- TEXTE À LIRE:
- - - - -

Par le biais de thèmes profondément ancrés dans la mythologie antique, La Bible, la philosophie des Lumières et les récits de l’époque de la Renaissance, Kundera actualise des thèmes existentiels tout à fait contemporains. Il accorde en effet une place primordiale à la philosophie de l’existence, comme en témoigne l’intérêt qu’il porte aux phénoménologues. En attirant notre attention sur les aspects méconnus de l’existence, il projette d’explorer les zones ambiguës et paradoxales de la condition humaine.
Notre objectif est d’exposer certaines des questions abordées par Kundera dans son roman. Pourquoi oublier et être oublié ? Pourquoi ne peut-on retenir tous les détails relatifs à notre passé ? Notre vécu ? De quelle nature sont les faits retenus ? Que penser des cultures révolues et des histoires qu’on raconte fatalement au passé ? Nous nous attarderons sur ces questions, en suivant toujours scrupuleusement le point de vue de l’auteur.
Prenons le terme de kitsch. Apparu pour la première fois en Allemagne au milieu du XIXème siècle, il évoque immédiatement l’idée de mauvais goût. Ce thème est perçu différemment dans l’œuvre de Kundera. Ce mot représente mieux que tout autre, le rapport entre l’homme et l’oubli de l’être.
Ce terme se retrouve dans les domaines les plus variés de l’art : le cinéma, l’architecture, la musique, la peinture et même en littérature. Il est protéiforme. On parle d’objet kitsch, de littérature kitsch, de style kitsch, de musique kitsch, etc. Ce qui importe, pour un objet kitsch, c’est d’atteindre les sommets en matière de mode ; dans la décoration, l’accessoire, le quantitatif et le foisonnant. Citons Abraham Moles et Eberhard Wahl qui considèrent, dans leur essai "Kitsch et Objet", que "Plus il y en a, mieux c’est." et qui notent également cette phrase significative "Que pourrait-on mettre dans cet espace vide ? " Ces deux formules définissent assez bien l’art kitsch. Le vide apparaît comme une grande menace pour le kitsch. Sous prétexte de récupérer la nouveauté, il ne représente que les choses déjà-vues, moyennant quelques transformations superficielles. Kundera aime se libérer de la dictature de la mode qui se trouve le fondement de l’univers du kitsch. Ce phénomène est l’apport de la modernité, dont la marche influe continuellement sur la pensée de Kundera.

- - - - -

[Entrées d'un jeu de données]
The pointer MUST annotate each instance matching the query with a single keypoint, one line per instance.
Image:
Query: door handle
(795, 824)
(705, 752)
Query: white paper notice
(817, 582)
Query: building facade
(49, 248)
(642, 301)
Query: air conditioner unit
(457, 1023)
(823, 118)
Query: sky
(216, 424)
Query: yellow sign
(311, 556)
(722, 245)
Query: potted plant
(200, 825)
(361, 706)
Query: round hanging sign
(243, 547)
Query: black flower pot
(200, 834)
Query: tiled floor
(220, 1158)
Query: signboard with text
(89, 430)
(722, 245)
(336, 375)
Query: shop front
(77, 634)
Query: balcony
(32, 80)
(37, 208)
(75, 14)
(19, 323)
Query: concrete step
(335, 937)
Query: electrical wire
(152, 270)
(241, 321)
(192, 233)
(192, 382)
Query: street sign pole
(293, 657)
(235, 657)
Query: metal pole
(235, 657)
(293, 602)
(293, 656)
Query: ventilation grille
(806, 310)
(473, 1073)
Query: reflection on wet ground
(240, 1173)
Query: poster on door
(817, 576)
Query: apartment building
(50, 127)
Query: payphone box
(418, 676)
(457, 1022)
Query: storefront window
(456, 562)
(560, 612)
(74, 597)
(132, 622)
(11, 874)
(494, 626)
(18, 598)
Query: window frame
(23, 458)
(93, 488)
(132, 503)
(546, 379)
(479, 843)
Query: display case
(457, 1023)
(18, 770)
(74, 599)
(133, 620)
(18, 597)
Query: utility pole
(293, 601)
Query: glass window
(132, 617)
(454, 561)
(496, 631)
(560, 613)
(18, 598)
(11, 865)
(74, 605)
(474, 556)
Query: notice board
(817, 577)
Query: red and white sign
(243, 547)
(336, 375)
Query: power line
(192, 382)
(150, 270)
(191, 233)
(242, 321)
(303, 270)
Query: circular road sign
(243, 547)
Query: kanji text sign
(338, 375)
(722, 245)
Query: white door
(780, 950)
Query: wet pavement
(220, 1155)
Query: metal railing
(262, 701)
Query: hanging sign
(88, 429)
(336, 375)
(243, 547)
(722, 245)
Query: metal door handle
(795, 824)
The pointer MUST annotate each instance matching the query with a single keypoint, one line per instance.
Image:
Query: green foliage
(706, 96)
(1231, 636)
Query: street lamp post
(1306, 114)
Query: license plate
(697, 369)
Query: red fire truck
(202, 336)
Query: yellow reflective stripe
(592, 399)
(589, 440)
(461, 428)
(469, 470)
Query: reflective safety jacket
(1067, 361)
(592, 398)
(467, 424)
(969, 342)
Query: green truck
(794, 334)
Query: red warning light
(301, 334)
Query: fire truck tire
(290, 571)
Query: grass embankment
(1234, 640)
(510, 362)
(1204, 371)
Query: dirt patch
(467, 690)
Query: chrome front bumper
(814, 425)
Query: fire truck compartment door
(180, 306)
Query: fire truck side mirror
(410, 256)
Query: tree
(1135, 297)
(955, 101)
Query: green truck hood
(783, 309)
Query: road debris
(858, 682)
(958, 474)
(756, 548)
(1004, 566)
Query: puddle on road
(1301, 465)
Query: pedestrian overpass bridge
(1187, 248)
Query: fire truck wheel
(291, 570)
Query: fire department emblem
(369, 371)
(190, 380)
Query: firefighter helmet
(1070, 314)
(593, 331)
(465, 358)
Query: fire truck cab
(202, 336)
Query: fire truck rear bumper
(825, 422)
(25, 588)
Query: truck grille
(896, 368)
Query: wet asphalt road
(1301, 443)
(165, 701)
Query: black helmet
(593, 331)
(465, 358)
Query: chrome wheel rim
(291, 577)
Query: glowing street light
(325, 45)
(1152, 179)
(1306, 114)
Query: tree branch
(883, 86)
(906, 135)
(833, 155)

- - - - -

- CONSIGNE ÉCRITE 1: Recopiez les entrées en commençant à la ligne qui contient « Query: fire truck rear bumper » et en terminant à la fin des entrées, y compris les lignes « Query ». Décalez de -128 chacune des coordonnées données en réponse.
- CONSIGNE ÉCRITE 2: Poursuivez le texte sur Kundera et le kitsch après sa dernière phrase.

- RÉPONSE ATTENDUE 1:
Query: fire truck rear bumper
(697, 294)
(-103, 460)
Query: truck grille
(768, 240)
Query: wet asphalt road
(1173, 315)
(37, 573)
Query: black helmet
(465, 203)
(337, 230)
Query: chrome wheel rim
(163, 449)
Query: glowing street light
(197, -83)
(1024, 51)
(1178, -14)
Query: tree branch
(755, -42)
(778, 7)
(705, 27)

- RÉPONSE ATTENDUE 2:
Pour illustrer notre situation actuelle au sein d’un monde dominé par le kitsch, on peut d’ailleurs citer Kundera : "... nul d’entre nous n’est un surhomme et ne peut échapper entièrement au kitsch. Quel que soit le mépris qu’il nous inspire, le kitsch fait partie de la condition humaine." [1]
Kundera fait du kitsch une catégorie métaphysique et esthétique et va même jusqu’à parler d’attitude, de comportement et d’homme kitsch. Ce dernier est pour lui, celui qui aime à tout prix se faire plaisir et qui néglige ainsi son être véritable. Dans l’univers du kitsch, le moi privé de l’homme est envahi par son moi public, et c’est justement cela l’idée d’oubli et de légèreté dont il est question dans L’insoutenable Légèreté de l’être. Dans l’univers du kitsch, tout aboutit à l’oubli, oubli de la nature, de l’histoire et de soi-même. Tout ce qui pêche par manque de beauté est éliminé car non désiré dans cet univers. Le kitsch nous fait oublier les vérités les plus fondamentales de la vie et Kundera le considère comme un paravent destiné à dissimuler la vérité et la complexité du monde ; un paravent dont personne n’est dépourvu. Actuellement, le kitsch est devenu universel, permanent et familier. Il nous poursuit et personne ne peut s’en défaire totalement.
On peut penser d’une certaine manière que l’on fait tout pour oublier l’angoisse de la vie et de la mort en nous réfugiant dans le monde du kitsch, mais n’oublions pas qu’"avant d’être oubliés, nous serons changés en kitsch. Le kitsch, c’est la station de correspondance entre l’être et l’oubli." [2] L’oubli, conséquence de la légèreté de l’être.
Le titre du roman frappe dès l’entrée par sa forme oxymorique : l’insoutenable légèreté. La question qui se pose immédiatement est la suivante : comment se fait-il que la légèreté, considérée comme positive par certains, y apparaît tant insoutenable pour les personnages kunderiens ? Pour bien saisir la légèreté de l’être ou plutôt son côté négatif, le mieux
est d’aborder préalablement, le côté positif de l’idée inverse de
pesanteur.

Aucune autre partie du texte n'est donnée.